DESCRIPTION OF THE TASK
Find the line that contains "Would you mind pointing to the pen in". Then set down that line and all the lines after it, to the end of the records, exactly and with nothing added.

INFORMATION SHOWN
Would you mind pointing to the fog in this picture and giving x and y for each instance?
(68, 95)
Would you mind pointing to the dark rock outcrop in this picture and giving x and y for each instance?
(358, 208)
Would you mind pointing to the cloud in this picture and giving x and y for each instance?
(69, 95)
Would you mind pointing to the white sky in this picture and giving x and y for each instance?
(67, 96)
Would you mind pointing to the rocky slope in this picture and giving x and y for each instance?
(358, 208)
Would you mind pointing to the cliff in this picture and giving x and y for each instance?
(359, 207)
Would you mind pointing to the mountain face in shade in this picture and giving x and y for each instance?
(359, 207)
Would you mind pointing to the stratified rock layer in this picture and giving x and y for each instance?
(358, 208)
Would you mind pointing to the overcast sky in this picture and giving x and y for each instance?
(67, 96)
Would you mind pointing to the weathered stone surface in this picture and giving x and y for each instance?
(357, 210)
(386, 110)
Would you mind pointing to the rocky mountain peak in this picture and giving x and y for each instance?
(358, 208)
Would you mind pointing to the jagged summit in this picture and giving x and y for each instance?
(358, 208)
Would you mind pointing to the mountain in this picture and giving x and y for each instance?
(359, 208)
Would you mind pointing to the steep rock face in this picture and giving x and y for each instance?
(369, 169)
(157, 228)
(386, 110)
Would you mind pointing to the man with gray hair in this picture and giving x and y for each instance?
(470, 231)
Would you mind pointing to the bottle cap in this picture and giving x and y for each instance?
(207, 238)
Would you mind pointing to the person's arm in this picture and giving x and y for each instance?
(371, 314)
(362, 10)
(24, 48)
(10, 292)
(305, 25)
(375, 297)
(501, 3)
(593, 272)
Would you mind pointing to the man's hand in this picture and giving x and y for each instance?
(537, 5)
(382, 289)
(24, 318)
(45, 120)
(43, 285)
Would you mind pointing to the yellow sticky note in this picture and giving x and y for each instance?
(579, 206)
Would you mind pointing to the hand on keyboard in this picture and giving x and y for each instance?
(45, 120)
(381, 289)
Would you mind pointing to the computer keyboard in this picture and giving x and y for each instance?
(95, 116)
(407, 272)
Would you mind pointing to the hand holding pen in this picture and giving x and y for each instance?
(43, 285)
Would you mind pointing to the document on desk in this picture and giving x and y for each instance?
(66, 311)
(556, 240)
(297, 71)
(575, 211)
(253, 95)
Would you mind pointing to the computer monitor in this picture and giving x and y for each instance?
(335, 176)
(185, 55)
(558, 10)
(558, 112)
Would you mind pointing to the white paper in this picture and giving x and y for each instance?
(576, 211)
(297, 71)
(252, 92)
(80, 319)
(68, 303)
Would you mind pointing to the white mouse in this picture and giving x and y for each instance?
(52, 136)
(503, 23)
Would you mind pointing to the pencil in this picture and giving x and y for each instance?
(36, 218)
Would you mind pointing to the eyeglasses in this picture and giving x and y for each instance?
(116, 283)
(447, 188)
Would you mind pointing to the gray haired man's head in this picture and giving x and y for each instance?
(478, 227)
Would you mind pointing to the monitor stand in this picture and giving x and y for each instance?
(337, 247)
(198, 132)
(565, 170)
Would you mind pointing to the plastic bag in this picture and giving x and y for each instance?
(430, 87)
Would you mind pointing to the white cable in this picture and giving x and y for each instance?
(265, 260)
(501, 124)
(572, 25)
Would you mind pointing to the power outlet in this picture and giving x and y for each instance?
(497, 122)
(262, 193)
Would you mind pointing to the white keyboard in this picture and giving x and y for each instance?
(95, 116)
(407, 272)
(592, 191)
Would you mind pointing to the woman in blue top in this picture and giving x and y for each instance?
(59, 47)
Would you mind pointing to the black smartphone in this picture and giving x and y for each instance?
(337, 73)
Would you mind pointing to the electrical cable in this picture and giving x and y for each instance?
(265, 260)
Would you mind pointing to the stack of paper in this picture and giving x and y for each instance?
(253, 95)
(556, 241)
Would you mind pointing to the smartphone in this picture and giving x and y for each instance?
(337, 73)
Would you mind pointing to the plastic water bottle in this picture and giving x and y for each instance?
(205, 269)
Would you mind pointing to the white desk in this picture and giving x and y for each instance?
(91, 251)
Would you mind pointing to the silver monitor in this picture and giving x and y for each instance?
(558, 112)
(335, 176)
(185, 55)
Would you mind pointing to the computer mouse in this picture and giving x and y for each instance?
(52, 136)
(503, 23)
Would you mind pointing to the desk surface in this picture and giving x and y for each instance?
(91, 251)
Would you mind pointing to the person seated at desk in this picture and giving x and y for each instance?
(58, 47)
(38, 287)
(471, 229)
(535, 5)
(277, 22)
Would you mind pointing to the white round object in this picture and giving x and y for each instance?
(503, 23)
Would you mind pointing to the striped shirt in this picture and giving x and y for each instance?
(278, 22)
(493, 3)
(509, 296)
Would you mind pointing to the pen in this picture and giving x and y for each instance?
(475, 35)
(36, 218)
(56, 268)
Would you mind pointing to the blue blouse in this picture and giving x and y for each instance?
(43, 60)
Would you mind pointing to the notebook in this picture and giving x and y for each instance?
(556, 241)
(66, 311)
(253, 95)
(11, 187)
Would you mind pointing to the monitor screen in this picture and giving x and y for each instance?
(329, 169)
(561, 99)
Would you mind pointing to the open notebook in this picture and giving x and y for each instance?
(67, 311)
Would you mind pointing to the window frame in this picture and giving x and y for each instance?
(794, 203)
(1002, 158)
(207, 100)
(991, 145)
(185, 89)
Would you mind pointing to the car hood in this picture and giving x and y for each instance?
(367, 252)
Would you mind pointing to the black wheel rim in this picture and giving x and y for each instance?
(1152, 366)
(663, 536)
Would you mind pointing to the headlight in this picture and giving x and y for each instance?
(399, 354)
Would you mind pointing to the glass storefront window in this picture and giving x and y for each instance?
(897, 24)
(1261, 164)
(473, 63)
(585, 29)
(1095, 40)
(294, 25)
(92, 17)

FULL RESPONSE
Would you mind pointing to the pen in this picture and giving x and y for each instance?
(475, 35)
(36, 218)
(56, 268)
Would you mind pointing to the blue blouse in this picture and giving x and y for each instance?
(43, 60)
Would you mind pointing to the notebook in this picture and giving x and y for each instance?
(556, 241)
(66, 311)
(253, 95)
(11, 187)
Would you mind pointing to the monitor screen in this picture and giving x and y for each instance?
(329, 169)
(561, 99)
Would you mind pointing to the open notebook in this picture and giving x and y for each instance?
(67, 311)
Would you mind pointing to the window frame in this picture and giving x and y for each instance?
(794, 203)
(1002, 158)
(207, 100)
(991, 145)
(185, 89)
Would you mind pointing to the car hood in this picture and giving x and y for each instance?
(367, 252)
Would you mind pointing to the black wheel rim in this picture and giving x and y for each instance?
(1152, 366)
(663, 536)
Would you mind pointing to the headlight in this picture and giving x and y for each instance?
(399, 354)
Would you mind pointing to the glass storefront window in this picture and giving x and y for each instance?
(897, 24)
(1261, 164)
(473, 63)
(585, 29)
(1095, 40)
(294, 25)
(92, 17)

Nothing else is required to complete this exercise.